> _Task to carry out_: In the records below, find the lines that include "clicks" and copy each.

Segment Open

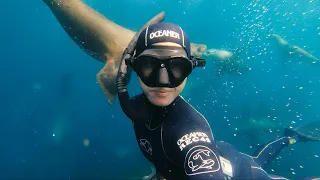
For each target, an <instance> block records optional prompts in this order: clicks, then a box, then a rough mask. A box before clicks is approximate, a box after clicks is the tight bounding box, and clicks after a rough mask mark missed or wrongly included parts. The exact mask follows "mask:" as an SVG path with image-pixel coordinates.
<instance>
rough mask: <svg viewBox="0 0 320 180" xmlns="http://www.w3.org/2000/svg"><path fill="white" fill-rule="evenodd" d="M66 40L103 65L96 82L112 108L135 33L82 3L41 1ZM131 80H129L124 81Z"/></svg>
mask: <svg viewBox="0 0 320 180" xmlns="http://www.w3.org/2000/svg"><path fill="white" fill-rule="evenodd" d="M43 1H44V2H45V4H46V5H47V6H48V7H49V8H50V10H51V11H52V13H53V14H54V16H55V17H56V19H57V20H58V21H59V23H60V25H61V26H62V27H63V29H64V30H65V31H66V33H67V34H68V35H69V37H70V38H71V39H72V40H73V41H74V42H75V43H76V44H77V45H78V46H79V47H80V48H81V50H83V51H84V52H86V53H87V54H88V55H89V56H91V57H92V58H94V59H96V60H98V61H100V62H103V63H105V66H104V67H103V68H102V69H101V70H100V72H99V73H98V74H97V76H96V77H97V81H98V83H99V85H100V87H101V89H102V91H103V93H104V95H105V96H106V97H107V98H108V102H109V104H110V105H112V104H113V103H114V101H115V97H116V95H117V87H116V76H117V72H118V69H119V64H120V60H121V57H122V54H123V51H124V50H125V48H126V47H127V45H128V44H129V42H130V40H131V39H132V38H133V36H134V35H135V33H136V32H134V31H132V30H129V29H127V28H124V27H122V26H120V25H118V24H116V23H114V22H112V21H111V20H109V19H108V18H106V17H105V16H103V15H102V14H100V13H99V12H97V11H95V10H94V9H92V8H91V7H89V6H88V5H87V4H85V3H84V2H83V1H82V0H43ZM206 49H207V46H206V45H204V44H195V43H191V51H192V55H194V56H197V57H200V56H201V55H202V54H203V53H204V52H205V51H206ZM127 79H130V78H127Z"/></svg>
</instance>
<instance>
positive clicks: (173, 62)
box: [169, 58, 190, 78]
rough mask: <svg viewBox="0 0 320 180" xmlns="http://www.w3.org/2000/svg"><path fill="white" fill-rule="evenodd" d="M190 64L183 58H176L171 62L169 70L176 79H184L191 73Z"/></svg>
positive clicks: (171, 61)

Segment Closed

> _Written reply_:
For each target, an <instance> block records optional prompts in this order: clicks, then a box, then a rough mask. A box before clicks is approximate, a box after clicks is the tight bounding box, and clicks after a rough mask mark missed or wrongly included parts. The exact mask follows "mask:" as an SVG path with image-pixel coordinates.
positive clicks: (173, 62)
positive clicks: (171, 61)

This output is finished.